> _SHORT TASK A_
Please replace "black fabric" with "dark cloth" in the rows from the line containing "Mark a point on each instance of the black fabric" through the end of the rows, inclusive, and change nothing else.
━━ PROVIDED PASSAGE
Most modern kitchen ovens are "self cleaning" but if you are old enough, you may remember ovens that did not have this feature, and which required lots of scrubbing, often with caustic - hopefully if you know someone who used to do this they wore gloves, as I recall my mother doing when I was a child. It was a very messy business, oven cleaning, and I would imagine that a good many people were actually injured doing it.
Aren't we lucky, with all our swell new technology.
The way self cleaning ovens work is that they are coated with ceria, which is CeO2, the oxide of a lanthanide metal.
The lanthanide metals are of increasing economic importance owing to the bourgeois wind power/hybrid car/electric car fantasy that has become so popular as we push ourselves toward oblivion, with 2011 promising to be a record year for dangerous fossil fuel waste dumping in Earth's atmosphere, despite all that wonderful stuff we hear about the wind power/hybrid car/electric car fantasy.
(There isn't, by the way, enough neodymium - another lanthanide - on the planet to make this fantasy any more real than a ride at Disneyland, but don't worry, be happy.)
Happily for those might have otherwise felt the need to hire someone to clean their ovens, cerium is one of the more common lanthanides, and we are in no danger of a shortage of self cleaning ovens, although it is possible we will face a shortage of dangerous natural gas and electricity to run the ovens.
Anyhow. The paper from the primary scientific literature I will discuss tonight in this brief throwaway diary - which I leave for myself as a kind of "sticky note," and not because it will otherwise mean a hill of beans - is in the relatively new journal, a Wiley publication, ChemSusChem, which is dedicated to sustainable chemistry.
Here's the abstract and a link to the article if you have access to a subscribing library:
Ceria as a Thermochemical Reaction Medium for Selectively Generating Syn Gas or Methane from Water or Carbon Dioxide.
By the way, this scheme does not for the record violate the second law of thermodynamics. It requires significant heat, which the author's claim - playing to popular delusion "could" come from solar thermal energy reactors.
It won't. Nothing will happen except ever increasing dangerous fossil fuel waste dumping. It's over. We're cooked.
As for the journal itself, there is no such thing as "sustainable" by the way, since humanity will get what it deserves, owing to its rapid embrace - the link is just one example out of many - fear, ignorance and superstition.
━━━━
━━ RECORDED DATA
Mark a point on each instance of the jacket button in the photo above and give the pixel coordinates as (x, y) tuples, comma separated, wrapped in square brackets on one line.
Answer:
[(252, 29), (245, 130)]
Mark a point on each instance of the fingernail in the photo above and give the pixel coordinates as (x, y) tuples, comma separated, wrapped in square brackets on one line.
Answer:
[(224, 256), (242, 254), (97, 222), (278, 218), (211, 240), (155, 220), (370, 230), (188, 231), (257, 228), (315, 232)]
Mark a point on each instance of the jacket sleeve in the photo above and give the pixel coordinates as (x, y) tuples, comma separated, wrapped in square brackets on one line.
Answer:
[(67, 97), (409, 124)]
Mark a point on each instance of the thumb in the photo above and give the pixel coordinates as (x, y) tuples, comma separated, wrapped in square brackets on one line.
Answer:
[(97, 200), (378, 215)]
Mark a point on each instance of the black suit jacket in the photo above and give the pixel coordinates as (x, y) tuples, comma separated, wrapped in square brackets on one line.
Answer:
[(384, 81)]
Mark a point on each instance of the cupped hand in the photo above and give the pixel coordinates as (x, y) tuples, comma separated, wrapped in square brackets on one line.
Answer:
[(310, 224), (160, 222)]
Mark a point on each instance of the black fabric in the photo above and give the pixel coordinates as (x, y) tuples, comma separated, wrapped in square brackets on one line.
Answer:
━━━━
> _SHORT TASK B_
In the passage on self-cleaning ovens, what chemical formula is given for ceria?

> _CORRECT RESULT A_
Mark a point on each instance of the dark cloth in the photo above and give the pixel coordinates as (x, y) tuples, comma separated, wrapped in square brackets on one line.
Answer:

> _CORRECT RESULT B_
CeO2